> [Entries supplied]
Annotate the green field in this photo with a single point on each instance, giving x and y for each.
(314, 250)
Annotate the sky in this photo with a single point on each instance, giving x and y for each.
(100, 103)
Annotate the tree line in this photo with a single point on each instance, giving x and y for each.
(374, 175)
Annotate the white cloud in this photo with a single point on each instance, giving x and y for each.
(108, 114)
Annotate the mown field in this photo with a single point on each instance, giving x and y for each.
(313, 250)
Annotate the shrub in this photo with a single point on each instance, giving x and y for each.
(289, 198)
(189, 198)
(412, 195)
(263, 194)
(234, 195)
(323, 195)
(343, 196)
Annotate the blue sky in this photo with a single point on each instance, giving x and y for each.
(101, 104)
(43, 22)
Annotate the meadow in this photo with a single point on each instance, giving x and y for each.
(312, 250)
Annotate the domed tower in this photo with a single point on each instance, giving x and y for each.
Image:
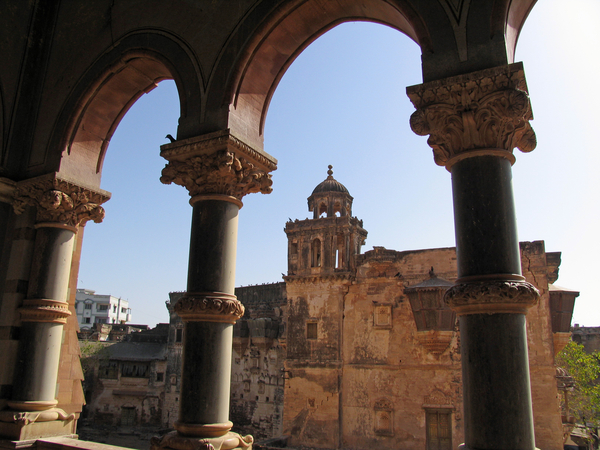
(328, 243)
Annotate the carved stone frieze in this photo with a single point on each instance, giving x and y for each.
(209, 307)
(219, 164)
(493, 296)
(44, 310)
(26, 418)
(60, 201)
(485, 112)
(176, 441)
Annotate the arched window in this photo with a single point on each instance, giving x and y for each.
(316, 253)
(322, 209)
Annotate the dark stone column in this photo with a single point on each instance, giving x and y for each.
(209, 309)
(218, 170)
(474, 122)
(61, 208)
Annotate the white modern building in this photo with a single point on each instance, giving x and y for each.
(96, 308)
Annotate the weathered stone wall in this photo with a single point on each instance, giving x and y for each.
(258, 354)
(369, 383)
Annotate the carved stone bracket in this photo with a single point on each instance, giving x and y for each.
(176, 441)
(60, 201)
(480, 113)
(44, 310)
(217, 164)
(493, 296)
(26, 418)
(209, 307)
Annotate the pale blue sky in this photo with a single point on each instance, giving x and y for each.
(343, 102)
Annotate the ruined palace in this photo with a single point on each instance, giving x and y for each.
(71, 70)
(372, 351)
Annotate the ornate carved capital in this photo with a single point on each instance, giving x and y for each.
(209, 307)
(44, 310)
(480, 113)
(60, 201)
(217, 163)
(494, 296)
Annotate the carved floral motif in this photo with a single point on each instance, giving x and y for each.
(495, 296)
(176, 441)
(60, 201)
(217, 163)
(218, 173)
(487, 110)
(209, 308)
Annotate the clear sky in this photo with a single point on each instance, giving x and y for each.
(343, 102)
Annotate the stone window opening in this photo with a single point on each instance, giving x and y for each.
(338, 211)
(316, 253)
(311, 330)
(109, 370)
(322, 210)
(135, 370)
(339, 252)
(383, 418)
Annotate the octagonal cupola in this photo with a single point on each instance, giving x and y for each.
(330, 198)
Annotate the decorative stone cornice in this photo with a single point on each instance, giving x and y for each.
(347, 276)
(60, 201)
(492, 296)
(217, 164)
(44, 310)
(209, 307)
(480, 113)
(176, 441)
(26, 418)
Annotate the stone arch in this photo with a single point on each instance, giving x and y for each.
(271, 49)
(91, 114)
(440, 30)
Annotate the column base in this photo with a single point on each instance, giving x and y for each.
(20, 426)
(176, 441)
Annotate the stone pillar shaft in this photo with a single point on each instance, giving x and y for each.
(217, 170)
(61, 207)
(484, 217)
(207, 345)
(474, 122)
(40, 341)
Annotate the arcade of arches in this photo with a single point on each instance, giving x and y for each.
(72, 69)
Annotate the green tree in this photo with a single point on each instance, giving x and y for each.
(584, 400)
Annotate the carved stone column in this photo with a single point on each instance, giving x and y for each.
(62, 206)
(474, 122)
(217, 170)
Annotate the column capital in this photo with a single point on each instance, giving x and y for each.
(479, 113)
(60, 202)
(492, 297)
(44, 310)
(209, 307)
(217, 164)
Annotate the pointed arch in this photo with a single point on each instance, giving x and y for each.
(133, 67)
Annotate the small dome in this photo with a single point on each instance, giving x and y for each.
(330, 184)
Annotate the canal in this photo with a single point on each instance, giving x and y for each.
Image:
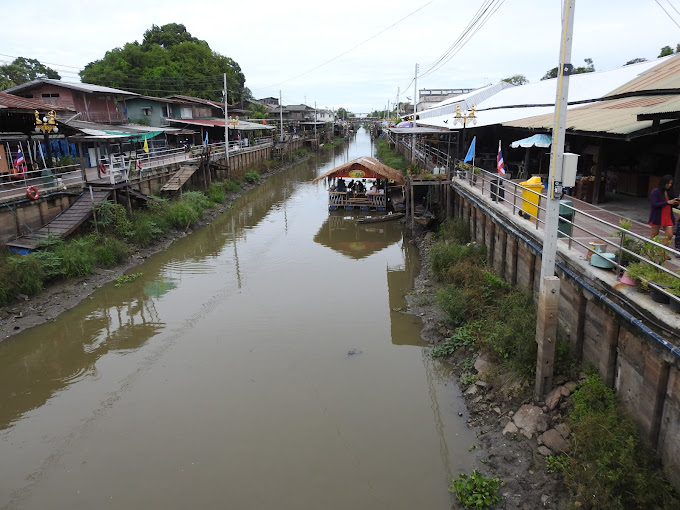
(260, 362)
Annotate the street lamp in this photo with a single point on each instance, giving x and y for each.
(463, 119)
(47, 125)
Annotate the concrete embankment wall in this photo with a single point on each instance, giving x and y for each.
(635, 358)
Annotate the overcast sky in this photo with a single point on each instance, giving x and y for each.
(352, 53)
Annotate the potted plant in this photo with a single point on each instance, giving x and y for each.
(627, 244)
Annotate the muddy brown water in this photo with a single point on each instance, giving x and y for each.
(260, 362)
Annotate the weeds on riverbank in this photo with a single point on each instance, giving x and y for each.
(111, 239)
(606, 466)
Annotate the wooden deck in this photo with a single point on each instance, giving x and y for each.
(365, 202)
(62, 225)
(180, 178)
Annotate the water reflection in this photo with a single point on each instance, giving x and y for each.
(39, 363)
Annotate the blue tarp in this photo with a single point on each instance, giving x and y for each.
(540, 140)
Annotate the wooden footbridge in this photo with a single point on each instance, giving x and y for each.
(180, 178)
(64, 224)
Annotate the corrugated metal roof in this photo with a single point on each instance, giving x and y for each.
(618, 117)
(664, 75)
(465, 101)
(241, 126)
(83, 87)
(21, 103)
(200, 100)
(536, 99)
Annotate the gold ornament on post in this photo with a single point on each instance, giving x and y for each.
(48, 124)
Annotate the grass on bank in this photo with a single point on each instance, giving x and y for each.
(607, 465)
(108, 241)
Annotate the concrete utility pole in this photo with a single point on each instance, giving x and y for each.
(415, 102)
(549, 294)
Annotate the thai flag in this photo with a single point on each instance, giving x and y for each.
(500, 165)
(20, 163)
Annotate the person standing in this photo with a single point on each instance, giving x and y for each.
(661, 213)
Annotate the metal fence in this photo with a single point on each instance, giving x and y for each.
(578, 229)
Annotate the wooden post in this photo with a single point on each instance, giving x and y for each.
(546, 334)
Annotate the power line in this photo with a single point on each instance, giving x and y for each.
(351, 49)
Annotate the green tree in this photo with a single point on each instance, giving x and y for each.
(517, 79)
(665, 51)
(588, 68)
(341, 113)
(22, 70)
(168, 61)
(257, 111)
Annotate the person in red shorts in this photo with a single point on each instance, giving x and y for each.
(661, 214)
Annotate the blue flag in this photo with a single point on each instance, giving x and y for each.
(471, 151)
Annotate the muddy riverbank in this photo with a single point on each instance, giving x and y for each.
(63, 295)
(514, 458)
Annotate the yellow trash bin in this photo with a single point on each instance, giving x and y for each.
(530, 198)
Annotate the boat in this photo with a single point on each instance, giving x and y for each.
(390, 183)
(383, 217)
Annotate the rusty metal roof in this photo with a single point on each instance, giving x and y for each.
(664, 76)
(21, 103)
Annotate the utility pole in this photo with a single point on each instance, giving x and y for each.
(549, 294)
(415, 102)
(226, 124)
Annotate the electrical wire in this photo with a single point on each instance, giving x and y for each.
(476, 24)
(350, 49)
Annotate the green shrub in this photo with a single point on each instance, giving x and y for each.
(197, 200)
(251, 176)
(455, 230)
(24, 275)
(510, 329)
(112, 218)
(443, 255)
(454, 301)
(476, 490)
(181, 215)
(110, 251)
(77, 258)
(231, 186)
(146, 228)
(607, 465)
(462, 337)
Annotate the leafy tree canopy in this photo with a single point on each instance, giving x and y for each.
(22, 70)
(168, 61)
(518, 79)
(588, 68)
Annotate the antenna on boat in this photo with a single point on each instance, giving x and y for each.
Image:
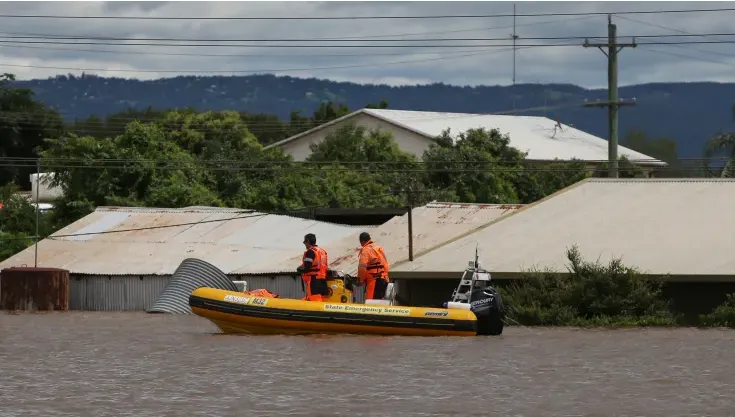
(477, 256)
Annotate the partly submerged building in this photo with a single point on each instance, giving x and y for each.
(544, 139)
(680, 228)
(122, 258)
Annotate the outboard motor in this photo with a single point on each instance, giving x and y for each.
(487, 305)
(475, 293)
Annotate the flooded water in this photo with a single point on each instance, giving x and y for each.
(134, 364)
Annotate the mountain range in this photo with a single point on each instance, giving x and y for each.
(688, 113)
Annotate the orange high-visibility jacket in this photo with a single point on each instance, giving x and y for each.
(373, 262)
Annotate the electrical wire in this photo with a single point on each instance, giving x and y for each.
(347, 39)
(305, 18)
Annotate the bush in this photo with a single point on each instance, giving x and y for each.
(590, 294)
(722, 316)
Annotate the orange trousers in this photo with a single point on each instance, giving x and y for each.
(375, 288)
(314, 292)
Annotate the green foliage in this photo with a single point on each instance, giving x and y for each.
(24, 122)
(723, 315)
(590, 294)
(626, 169)
(18, 222)
(480, 166)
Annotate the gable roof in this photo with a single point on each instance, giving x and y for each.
(102, 243)
(662, 226)
(433, 224)
(543, 138)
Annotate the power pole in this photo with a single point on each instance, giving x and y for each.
(613, 103)
(514, 36)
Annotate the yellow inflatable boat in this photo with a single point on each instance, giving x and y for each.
(475, 309)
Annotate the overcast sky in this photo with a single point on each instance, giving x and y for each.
(453, 64)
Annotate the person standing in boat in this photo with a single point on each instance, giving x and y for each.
(373, 268)
(313, 269)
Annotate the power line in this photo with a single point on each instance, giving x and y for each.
(337, 46)
(341, 39)
(264, 70)
(476, 29)
(476, 16)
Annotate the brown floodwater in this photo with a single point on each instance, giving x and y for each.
(136, 364)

> [Task objective] Everything from the line containing "Annotate the person standing in boat" through the last line of the records must be given again exactly; leave out all other lines.

> [Task solution]
Annotate the person standing in boat in this photo with a single point on each instance, giving x and y for each.
(373, 268)
(313, 269)
Annotate the power line in this photo with a single point on each instance, giving x and y for each.
(337, 46)
(341, 39)
(264, 70)
(476, 29)
(476, 16)
Annotate the brown floodwater in this photo with a single point on each instance, giving x and y for each.
(136, 364)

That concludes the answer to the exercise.